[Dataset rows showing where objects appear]
------------------------------------------------------------------------
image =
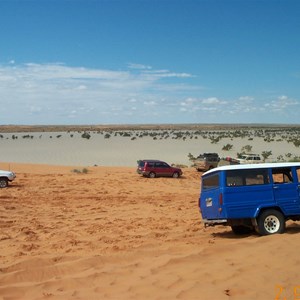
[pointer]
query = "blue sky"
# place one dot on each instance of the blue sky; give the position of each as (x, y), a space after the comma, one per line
(149, 61)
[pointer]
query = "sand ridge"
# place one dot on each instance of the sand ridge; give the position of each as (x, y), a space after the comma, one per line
(111, 234)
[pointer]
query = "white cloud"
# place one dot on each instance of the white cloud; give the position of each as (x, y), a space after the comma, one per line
(56, 93)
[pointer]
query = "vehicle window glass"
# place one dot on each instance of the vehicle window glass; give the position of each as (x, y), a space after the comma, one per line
(210, 182)
(298, 174)
(247, 177)
(282, 175)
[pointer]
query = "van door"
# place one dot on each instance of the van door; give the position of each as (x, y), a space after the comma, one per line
(211, 198)
(286, 190)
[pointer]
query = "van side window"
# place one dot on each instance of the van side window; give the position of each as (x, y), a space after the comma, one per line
(211, 182)
(247, 177)
(282, 175)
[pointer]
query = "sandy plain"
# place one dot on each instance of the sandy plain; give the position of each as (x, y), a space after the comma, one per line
(111, 234)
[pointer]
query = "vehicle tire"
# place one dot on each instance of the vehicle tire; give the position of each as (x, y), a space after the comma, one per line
(270, 221)
(152, 175)
(3, 182)
(240, 229)
(175, 175)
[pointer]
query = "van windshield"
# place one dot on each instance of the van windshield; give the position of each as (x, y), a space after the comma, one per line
(247, 177)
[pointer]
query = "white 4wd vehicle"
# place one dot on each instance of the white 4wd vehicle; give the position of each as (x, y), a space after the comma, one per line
(5, 177)
(250, 159)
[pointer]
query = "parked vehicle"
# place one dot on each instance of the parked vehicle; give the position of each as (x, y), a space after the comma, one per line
(250, 159)
(206, 161)
(5, 177)
(259, 197)
(156, 168)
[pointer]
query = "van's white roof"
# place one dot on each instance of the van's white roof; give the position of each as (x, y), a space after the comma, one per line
(253, 166)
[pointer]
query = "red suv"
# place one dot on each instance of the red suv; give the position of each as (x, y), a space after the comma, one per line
(155, 168)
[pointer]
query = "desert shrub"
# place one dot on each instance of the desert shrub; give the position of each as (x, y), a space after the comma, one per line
(247, 148)
(296, 143)
(227, 147)
(86, 135)
(266, 154)
(84, 171)
(191, 157)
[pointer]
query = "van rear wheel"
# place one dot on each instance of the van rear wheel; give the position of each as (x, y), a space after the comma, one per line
(270, 221)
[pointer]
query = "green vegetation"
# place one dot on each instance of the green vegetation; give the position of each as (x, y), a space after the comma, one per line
(227, 147)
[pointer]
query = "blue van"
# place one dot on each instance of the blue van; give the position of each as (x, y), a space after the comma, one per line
(259, 197)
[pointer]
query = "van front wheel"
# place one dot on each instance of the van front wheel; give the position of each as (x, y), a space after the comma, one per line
(270, 222)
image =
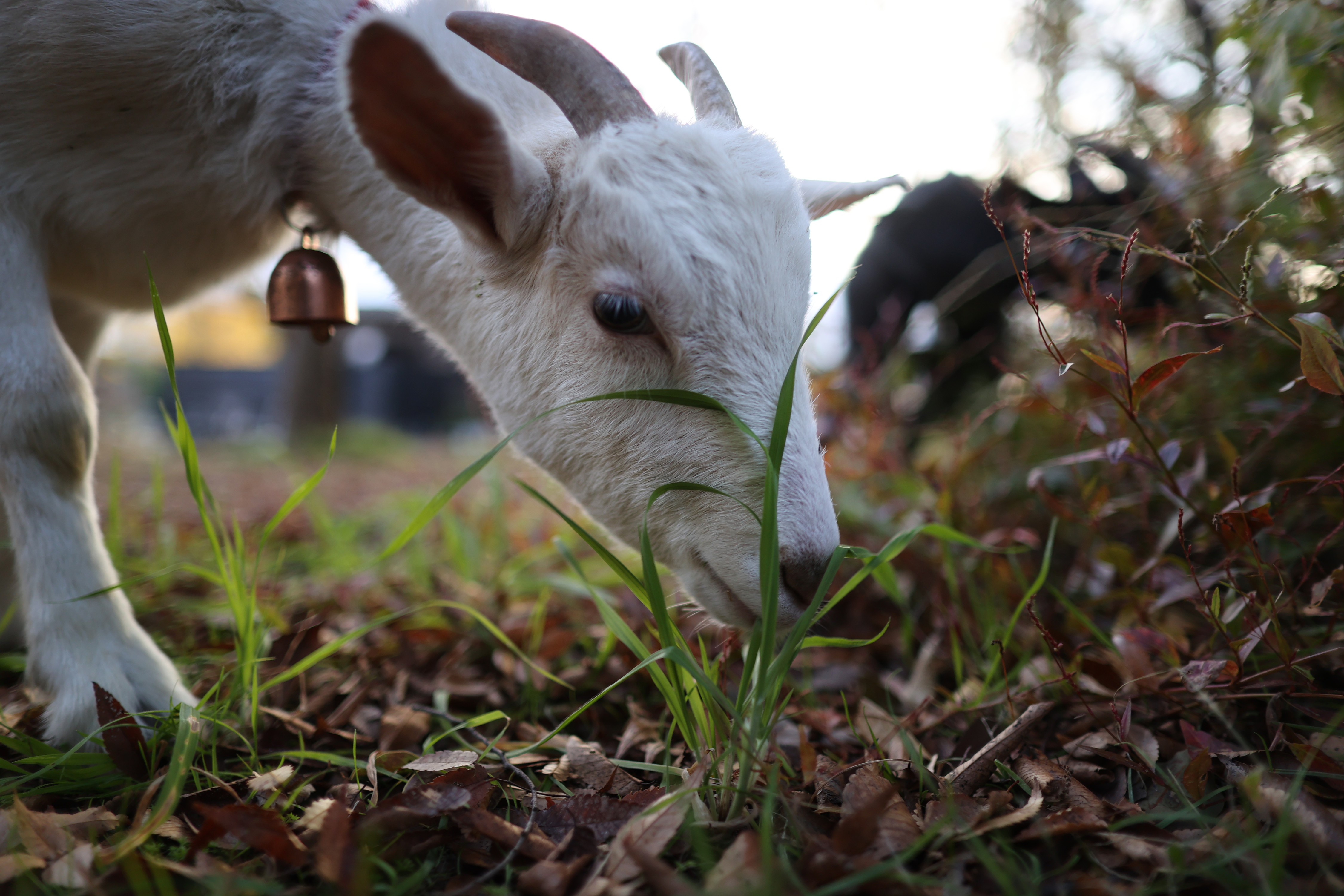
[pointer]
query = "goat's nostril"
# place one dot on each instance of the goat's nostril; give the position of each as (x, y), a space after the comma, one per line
(803, 578)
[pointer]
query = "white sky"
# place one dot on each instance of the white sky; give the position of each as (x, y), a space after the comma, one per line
(849, 90)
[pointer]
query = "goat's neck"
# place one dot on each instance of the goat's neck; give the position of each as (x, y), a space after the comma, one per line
(437, 274)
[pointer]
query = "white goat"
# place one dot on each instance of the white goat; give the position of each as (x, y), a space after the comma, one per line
(560, 238)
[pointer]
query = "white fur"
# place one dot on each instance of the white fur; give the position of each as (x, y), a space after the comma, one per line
(173, 128)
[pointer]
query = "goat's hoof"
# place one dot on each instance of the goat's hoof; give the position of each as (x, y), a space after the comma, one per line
(143, 688)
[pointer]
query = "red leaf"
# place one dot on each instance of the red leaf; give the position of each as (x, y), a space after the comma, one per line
(1198, 742)
(1105, 363)
(1159, 373)
(1320, 763)
(260, 828)
(123, 741)
(1320, 367)
(1197, 774)
(1238, 527)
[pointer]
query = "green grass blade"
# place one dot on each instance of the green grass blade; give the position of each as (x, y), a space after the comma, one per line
(175, 781)
(297, 496)
(332, 647)
(1038, 584)
(499, 636)
(631, 581)
(843, 643)
(666, 397)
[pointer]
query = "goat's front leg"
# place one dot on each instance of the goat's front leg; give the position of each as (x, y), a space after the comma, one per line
(47, 432)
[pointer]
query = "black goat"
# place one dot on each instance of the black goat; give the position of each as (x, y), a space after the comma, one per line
(936, 276)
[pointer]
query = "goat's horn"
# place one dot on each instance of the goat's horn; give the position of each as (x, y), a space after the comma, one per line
(709, 95)
(582, 82)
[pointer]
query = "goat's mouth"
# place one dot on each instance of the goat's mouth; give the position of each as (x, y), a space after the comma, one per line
(733, 610)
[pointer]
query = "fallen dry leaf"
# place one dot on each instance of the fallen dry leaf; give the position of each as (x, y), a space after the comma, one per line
(550, 878)
(875, 823)
(174, 828)
(122, 737)
(15, 864)
(1030, 811)
(1197, 774)
(639, 731)
(979, 769)
(444, 761)
(269, 782)
(651, 831)
(738, 870)
(402, 729)
(1275, 796)
(334, 854)
(415, 808)
(41, 836)
(1057, 784)
(603, 814)
(590, 765)
(73, 870)
(260, 828)
(536, 846)
(1076, 820)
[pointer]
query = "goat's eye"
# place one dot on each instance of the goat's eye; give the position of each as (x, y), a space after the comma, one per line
(622, 314)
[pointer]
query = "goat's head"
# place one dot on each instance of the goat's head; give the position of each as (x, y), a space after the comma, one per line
(632, 252)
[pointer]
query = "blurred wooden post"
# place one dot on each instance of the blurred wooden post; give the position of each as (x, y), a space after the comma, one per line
(312, 385)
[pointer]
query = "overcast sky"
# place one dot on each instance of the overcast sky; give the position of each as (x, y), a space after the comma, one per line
(849, 89)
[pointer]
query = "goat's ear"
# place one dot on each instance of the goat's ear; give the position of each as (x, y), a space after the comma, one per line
(439, 143)
(824, 197)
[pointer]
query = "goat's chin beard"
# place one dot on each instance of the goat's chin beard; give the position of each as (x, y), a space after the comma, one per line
(724, 605)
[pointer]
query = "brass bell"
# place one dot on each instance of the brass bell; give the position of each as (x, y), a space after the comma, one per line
(307, 291)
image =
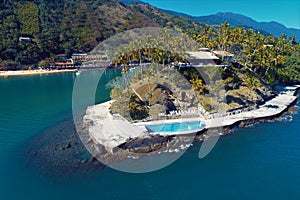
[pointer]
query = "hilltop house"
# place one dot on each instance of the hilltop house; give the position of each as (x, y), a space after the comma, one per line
(203, 57)
(224, 56)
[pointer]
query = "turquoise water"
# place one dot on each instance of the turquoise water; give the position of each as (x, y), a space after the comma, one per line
(174, 127)
(260, 162)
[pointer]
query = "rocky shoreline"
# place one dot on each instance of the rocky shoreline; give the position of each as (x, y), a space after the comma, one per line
(59, 150)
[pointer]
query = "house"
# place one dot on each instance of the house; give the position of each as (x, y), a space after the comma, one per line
(224, 56)
(25, 39)
(203, 57)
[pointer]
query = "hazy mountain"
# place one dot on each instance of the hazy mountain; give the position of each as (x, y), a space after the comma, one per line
(235, 20)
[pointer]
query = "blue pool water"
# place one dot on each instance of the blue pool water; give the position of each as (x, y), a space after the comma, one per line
(174, 127)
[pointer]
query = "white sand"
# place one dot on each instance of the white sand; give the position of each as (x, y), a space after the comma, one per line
(7, 74)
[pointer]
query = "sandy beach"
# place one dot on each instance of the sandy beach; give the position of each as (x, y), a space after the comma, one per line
(7, 74)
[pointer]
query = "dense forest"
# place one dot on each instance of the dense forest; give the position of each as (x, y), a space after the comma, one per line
(35, 30)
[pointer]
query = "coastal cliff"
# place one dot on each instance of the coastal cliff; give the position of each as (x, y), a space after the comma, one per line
(111, 138)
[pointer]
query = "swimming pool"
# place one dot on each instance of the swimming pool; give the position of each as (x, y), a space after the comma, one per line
(175, 127)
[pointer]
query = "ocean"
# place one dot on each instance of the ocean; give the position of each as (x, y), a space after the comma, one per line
(257, 162)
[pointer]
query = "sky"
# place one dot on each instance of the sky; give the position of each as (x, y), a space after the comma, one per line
(286, 12)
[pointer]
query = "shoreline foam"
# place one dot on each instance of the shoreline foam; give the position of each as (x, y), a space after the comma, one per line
(7, 74)
(94, 116)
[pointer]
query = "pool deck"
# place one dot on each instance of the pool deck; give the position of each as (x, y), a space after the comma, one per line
(112, 130)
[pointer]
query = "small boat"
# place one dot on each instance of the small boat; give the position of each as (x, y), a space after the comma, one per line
------------------------------------------------------------------------
> Your instructions:
Locate every line in the material that contains the word "blade" and copy each one. Case counts.

> Result for this task:
query = "green grass blade"
# place one dot on each instance of the green grass blade; give the position of each as (x, y), a space after the comma, one per line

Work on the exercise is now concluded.